◆ Given data ◆
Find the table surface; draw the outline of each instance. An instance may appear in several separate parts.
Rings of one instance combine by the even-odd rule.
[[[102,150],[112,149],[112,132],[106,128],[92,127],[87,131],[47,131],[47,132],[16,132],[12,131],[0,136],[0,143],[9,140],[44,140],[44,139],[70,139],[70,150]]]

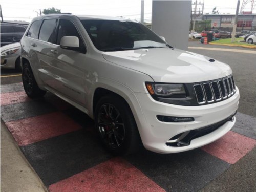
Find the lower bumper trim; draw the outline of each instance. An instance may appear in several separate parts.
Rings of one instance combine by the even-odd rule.
[[[167,146],[175,147],[189,145],[192,140],[214,132],[227,121],[233,121],[234,116],[236,113],[237,112],[228,118],[214,124],[176,135],[167,141],[165,144]]]

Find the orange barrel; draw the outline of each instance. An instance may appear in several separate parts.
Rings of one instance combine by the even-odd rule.
[[[208,44],[208,38],[207,37],[204,37],[204,44]]]

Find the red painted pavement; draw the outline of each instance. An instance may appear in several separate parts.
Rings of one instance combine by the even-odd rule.
[[[141,171],[115,158],[49,186],[50,192],[164,191]]]
[[[2,93],[1,97],[1,105],[6,105],[23,102],[29,102],[32,100],[27,96],[24,91]]]
[[[80,125],[60,112],[11,121],[6,125],[19,146],[81,129]]]
[[[230,131],[201,148],[229,163],[234,164],[256,146],[256,140]]]

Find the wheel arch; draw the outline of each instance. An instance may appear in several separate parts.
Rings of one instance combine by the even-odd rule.
[[[98,87],[98,88],[96,88],[96,89],[94,91],[94,94],[93,94],[93,106],[92,106],[93,114],[94,114],[96,106],[98,102],[99,101],[99,100],[102,97],[104,97],[104,96],[109,95],[114,95],[116,97],[120,98],[121,99],[122,99],[124,102],[125,104],[127,105],[127,106],[129,107],[129,108],[131,110],[131,112],[132,112],[132,110],[131,110],[131,109],[130,105],[129,104],[128,102],[124,99],[124,98],[123,97],[122,97],[122,96],[121,96],[119,94],[116,93],[116,92],[114,92],[114,91],[111,91],[109,89],[103,88],[102,87]]]

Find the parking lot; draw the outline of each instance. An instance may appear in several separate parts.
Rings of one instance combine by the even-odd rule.
[[[28,98],[20,73],[1,70],[1,120],[47,190],[256,191],[256,50],[199,41],[188,46],[189,51],[231,66],[241,98],[231,131],[178,154],[142,150],[113,156],[101,146],[86,115],[50,93]]]

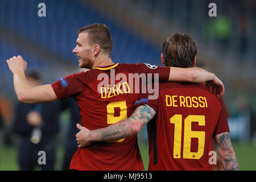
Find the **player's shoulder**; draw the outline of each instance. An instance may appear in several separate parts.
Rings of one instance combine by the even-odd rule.
[[[156,69],[159,66],[157,65],[153,65],[147,63],[141,62],[138,63],[121,63],[119,64],[119,67],[121,68],[150,68],[150,69]]]

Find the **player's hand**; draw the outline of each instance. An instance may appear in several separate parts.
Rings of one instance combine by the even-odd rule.
[[[222,97],[224,94],[224,85],[222,82],[216,76],[214,76],[213,80],[206,81],[205,85],[210,91],[219,97]]]
[[[78,147],[82,148],[89,146],[92,142],[90,142],[89,133],[90,130],[85,127],[82,127],[79,124],[76,124],[76,127],[80,130],[76,135]]]
[[[41,114],[37,111],[31,111],[27,114],[27,122],[34,127],[39,127],[42,124]]]
[[[25,71],[27,69],[27,62],[21,56],[13,56],[6,60],[10,70],[14,74],[17,71]]]

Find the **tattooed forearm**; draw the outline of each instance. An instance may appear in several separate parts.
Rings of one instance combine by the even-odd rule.
[[[215,136],[218,151],[224,170],[238,171],[238,163],[231,143],[229,133],[223,133]]]
[[[92,142],[118,139],[138,133],[155,115],[155,111],[146,105],[139,106],[127,119],[106,127],[91,130],[89,139]]]

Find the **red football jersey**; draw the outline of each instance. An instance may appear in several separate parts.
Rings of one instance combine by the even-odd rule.
[[[143,104],[156,112],[147,125],[148,170],[212,169],[213,136],[229,132],[221,100],[202,84],[167,82],[159,84],[158,99]]]
[[[117,80],[111,85],[113,70]],[[141,81],[139,78],[133,78],[131,73],[159,73],[159,80],[166,81],[170,70],[170,67],[142,63],[117,63],[71,75],[52,83],[52,86],[60,100],[75,97],[80,109],[82,126],[89,130],[95,130],[125,119],[134,111],[134,103],[141,90],[140,88],[139,93],[135,93],[135,89],[141,87]],[[99,86],[106,75],[109,77],[109,85]],[[137,135],[118,140],[94,142],[79,148],[70,165],[70,169],[76,170],[143,168]]]

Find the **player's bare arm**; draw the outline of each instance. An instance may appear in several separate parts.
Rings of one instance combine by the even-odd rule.
[[[6,60],[10,70],[13,74],[14,90],[19,101],[27,103],[53,101],[57,99],[51,84],[32,87],[27,82],[24,71],[27,62],[21,56]]]
[[[154,117],[155,111],[147,105],[138,107],[127,119],[122,120],[105,128],[89,130],[79,124],[79,133],[76,135],[79,144],[84,147],[93,142],[116,140],[137,134]]]
[[[218,147],[223,169],[226,171],[238,171],[238,163],[231,143],[229,133],[216,135],[214,140]]]
[[[193,83],[205,82],[206,86],[219,97],[222,96],[225,92],[222,82],[214,73],[198,67],[171,67],[168,81]]]

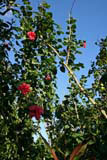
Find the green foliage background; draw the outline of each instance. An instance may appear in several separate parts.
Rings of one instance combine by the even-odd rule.
[[[84,65],[75,60],[77,54],[82,54],[79,48],[83,47],[83,40],[76,39],[76,20],[72,16],[67,20],[66,36],[61,38],[64,33],[54,22],[49,8],[50,5],[43,2],[34,12],[29,0],[0,1],[0,15],[10,10],[13,14],[11,21],[0,19],[0,159],[53,159],[49,146],[39,134],[42,121],[48,144],[59,160],[69,160],[80,143],[87,147],[79,153],[78,159],[106,160],[107,37],[96,43],[99,53],[88,75],[81,75],[79,84],[85,89],[82,90],[68,72],[69,94],[59,103],[58,70],[65,74],[69,68],[73,75],[75,71],[80,72]],[[35,41],[26,36],[29,31],[37,34]],[[11,55],[14,62],[10,60]],[[45,80],[47,74],[51,81]],[[94,77],[92,87],[86,88],[91,76]],[[22,82],[32,87],[32,92],[26,96],[17,90]],[[44,115],[35,124],[28,110],[33,104],[44,108]],[[39,135],[36,142],[34,134]]]

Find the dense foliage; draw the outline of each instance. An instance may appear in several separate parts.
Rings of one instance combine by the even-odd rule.
[[[0,1],[0,160],[106,160],[107,37],[96,43],[96,60],[78,81],[74,73],[84,65],[76,55],[86,41],[76,39],[71,15],[64,33],[49,8],[46,2],[34,11],[29,0]],[[69,77],[61,103],[59,70]]]

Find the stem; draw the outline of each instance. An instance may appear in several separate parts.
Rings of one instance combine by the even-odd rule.
[[[41,136],[42,140],[44,141],[44,143],[47,145],[48,149],[50,150],[54,160],[59,160],[58,157],[56,156],[56,153],[54,151],[53,148],[51,148],[51,146],[49,145],[49,143],[47,142],[47,140],[42,136],[42,134],[39,132],[39,135]]]
[[[50,44],[48,44],[48,46],[56,53],[56,55],[59,57],[59,59],[61,59],[61,56],[59,55],[58,51],[54,47],[52,47]],[[64,63],[64,62],[63,62],[63,65],[66,67],[66,69],[69,71],[70,75],[75,80],[76,84],[80,88],[80,91],[84,93],[84,95],[89,99],[89,101],[93,105],[96,105],[97,103],[86,93],[85,89],[79,83],[79,81],[78,81],[77,77],[75,76],[75,74],[73,73],[72,69],[66,63]],[[105,110],[100,109],[100,111],[103,114],[103,116],[107,119],[107,114],[106,114]]]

◆ Stated exercise ◆
Restate every record exactly, please; do not copy the pictures.

◆ Written response ◆
Find the table surface; draw the outline of each instance. An instance may appear in several separate parts.
Rings of one instance combine by the even-odd rule.
[[[102,150],[112,149],[112,132],[106,128],[92,127],[87,131],[47,131],[47,132],[16,132],[12,131],[0,136],[0,143],[9,140],[44,140],[44,139],[70,139],[70,150]]]

Find the lower bumper trim; draw the outline of each instance. An instance may appear in several separate parts.
Rings of one instance combine by the even-odd rule.
[[[167,146],[175,147],[189,145],[192,140],[214,132],[227,121],[233,121],[234,116],[236,113],[237,112],[228,118],[214,124],[176,135],[167,141],[165,144]]]

Find the orange barrel; draw the outline of each instance. An instance may appear in several separate parts.
Rings of one instance combine by the even-odd rule.
[[[208,44],[208,38],[207,37],[204,37],[204,44]]]

Find the red painted pavement; draw the outline of each instance. An instance may appear in several separate parts.
Rings of one instance combine by the even-odd rule.
[[[141,171],[115,158],[49,186],[50,192],[164,191]]]
[[[2,93],[1,97],[1,105],[6,105],[23,102],[29,102],[32,100],[27,96],[24,91]]]
[[[80,125],[60,112],[11,121],[6,125],[19,146],[81,129]]]
[[[230,131],[201,148],[229,163],[234,164],[256,146],[256,140]]]

Find the wheel arch; draw the outline of each instance. An instance may appear in several separate parts.
Rings of one instance combine by the even-odd rule.
[[[98,87],[98,88],[96,88],[96,89],[94,91],[94,94],[93,94],[93,106],[92,106],[93,114],[94,114],[96,106],[98,102],[99,101],[99,100],[102,97],[104,97],[104,96],[109,95],[114,95],[116,97],[120,98],[121,99],[122,99],[124,102],[125,104],[127,105],[127,106],[129,107],[129,108],[131,110],[131,112],[132,112],[132,110],[131,110],[131,109],[130,105],[129,104],[128,102],[124,99],[124,98],[123,97],[122,97],[122,96],[121,96],[119,94],[116,93],[116,92],[114,92],[114,91],[111,91],[109,89],[103,88],[102,87]]]

Find the parking lot; draw the outline of each instance. An instance may appear in several separate parts.
Rings of one instance combine by the even-odd rule.
[[[28,98],[20,73],[1,70],[1,120],[47,190],[256,191],[256,50],[199,41],[188,46],[189,51],[231,66],[241,98],[231,131],[178,154],[142,150],[113,156],[101,146],[86,115],[50,93]]]

Find the **player's shoulder**; draw the outline of each instance. An instance may appear in several separate parts.
Rings of one instance combine by the even-odd rule.
[[[156,69],[159,66],[157,65],[153,65],[147,63],[141,62],[138,63],[121,63],[119,64],[119,67],[121,68],[150,68],[150,69]]]

Find the **player's hand**; draw the outline of each instance. An instance may appear in several separate parts.
Rings of one instance combine by the even-odd rule.
[[[222,97],[224,94],[224,85],[222,82],[216,76],[214,76],[213,80],[206,81],[205,85],[210,91],[219,97]]]
[[[78,147],[82,148],[89,146],[92,142],[90,142],[89,133],[90,130],[85,127],[82,127],[79,124],[76,124],[76,127],[80,130],[76,135]]]
[[[41,114],[37,111],[31,111],[27,114],[27,122],[34,127],[39,127],[42,124]]]
[[[25,71],[27,69],[27,62],[21,56],[13,56],[6,60],[10,70],[14,74],[17,71]]]

Find the **tattooed forearm**; draw the outline of each instance. An instance may appear in several separate parts.
Rings of one instance combine by the even-odd rule.
[[[215,136],[218,151],[224,170],[238,171],[238,163],[231,143],[229,133],[223,133]]]
[[[92,142],[118,139],[138,133],[155,115],[155,111],[146,105],[139,106],[127,119],[106,127],[91,130],[89,139]]]

Find the **red football jersey**; draw the outline of each instance. An instance may appear in several separate parts.
Rings of one instance combine by the even-odd rule.
[[[143,104],[156,112],[147,125],[148,170],[212,169],[213,136],[229,132],[221,100],[202,84],[167,82],[159,84],[158,99]]]
[[[117,80],[111,85],[113,70]],[[141,81],[139,78],[133,78],[131,73],[159,73],[159,80],[166,81],[170,70],[170,67],[142,63],[117,63],[71,75],[52,83],[52,86],[60,100],[75,97],[80,109],[82,126],[89,130],[95,130],[125,119],[134,111],[134,103],[141,90],[140,88],[139,93],[135,93],[135,89],[141,87]],[[99,86],[106,75],[109,77],[109,85]],[[137,135],[118,140],[94,142],[79,148],[70,165],[70,169],[76,170],[143,168]]]

Find the **player's bare arm**; draw the outline of each instance. An instance may appear in several separate parts.
Rings of one instance combine by the even-odd rule.
[[[6,60],[10,70],[13,74],[14,90],[19,101],[27,103],[53,101],[57,99],[51,84],[32,87],[27,82],[24,71],[27,62],[21,56]]]
[[[154,117],[155,111],[147,105],[138,107],[127,119],[122,120],[105,128],[89,130],[79,124],[79,133],[76,135],[79,144],[84,147],[93,142],[116,140],[137,134]]]
[[[218,147],[223,169],[226,171],[238,171],[238,163],[231,143],[229,133],[216,135],[214,140]]]
[[[193,83],[205,82],[206,86],[219,97],[222,96],[225,92],[222,82],[214,73],[198,67],[171,67],[168,81]]]

Find the green foliage background; draw the outline of each instance. An instance may appear in several separate parts.
Rings of one instance combine by the even-odd rule.
[[[84,65],[75,60],[77,54],[82,54],[79,48],[83,47],[83,40],[76,39],[76,20],[72,16],[67,20],[66,36],[61,38],[64,33],[54,22],[49,8],[50,5],[43,2],[34,12],[29,0],[0,1],[0,15],[10,10],[13,14],[11,21],[0,19],[0,159],[53,159],[49,146],[39,134],[42,121],[48,144],[59,160],[69,160],[80,143],[87,147],[79,153],[78,159],[106,160],[107,37],[96,43],[99,53],[88,75],[81,75],[79,84],[85,89],[82,90],[68,72],[69,94],[59,103],[58,70],[65,74],[69,68],[73,75],[75,71],[80,72]],[[35,41],[26,36],[29,31],[37,34]],[[11,55],[14,62],[10,60]],[[45,80],[47,74],[51,81]],[[94,77],[92,87],[86,88],[91,76]],[[22,82],[32,87],[32,92],[26,96],[17,90]],[[44,115],[35,124],[28,110],[33,104],[44,108]],[[39,135],[36,142],[34,134]]]

Find the dense foliage; draw the outline of each instance. An instance may appear in several separate parts.
Rings of one instance combine by the even-odd rule.
[[[0,1],[0,160],[106,160],[107,37],[96,43],[96,60],[78,81],[74,73],[84,65],[76,55],[86,41],[76,39],[71,15],[64,33],[49,8],[46,2],[34,11],[29,0]],[[69,77],[61,103],[59,70]]]

Find the stem; draw the outline of each instance. An instance may appear in several separate parts.
Rings of one instance combine by the even-odd rule.
[[[41,136],[42,140],[44,141],[44,143],[47,145],[48,149],[50,150],[54,160],[59,160],[58,157],[56,156],[56,153],[54,151],[53,148],[51,148],[51,146],[49,145],[49,143],[47,142],[47,140],[42,136],[42,134],[39,132],[39,135]]]
[[[50,44],[48,44],[48,46],[56,53],[56,55],[59,57],[59,59],[61,59],[61,56],[59,55],[58,51],[54,47],[52,47]],[[64,63],[64,62],[63,62],[63,65],[66,67],[66,69],[69,71],[70,75],[75,80],[76,84],[80,88],[80,91],[84,93],[84,95],[89,99],[89,101],[93,105],[96,105],[97,103],[86,93],[85,89],[79,83],[79,81],[78,81],[77,77],[75,76],[75,74],[73,73],[72,69],[66,63]],[[105,110],[100,109],[100,111],[103,114],[103,116],[107,119],[107,114],[106,114]]]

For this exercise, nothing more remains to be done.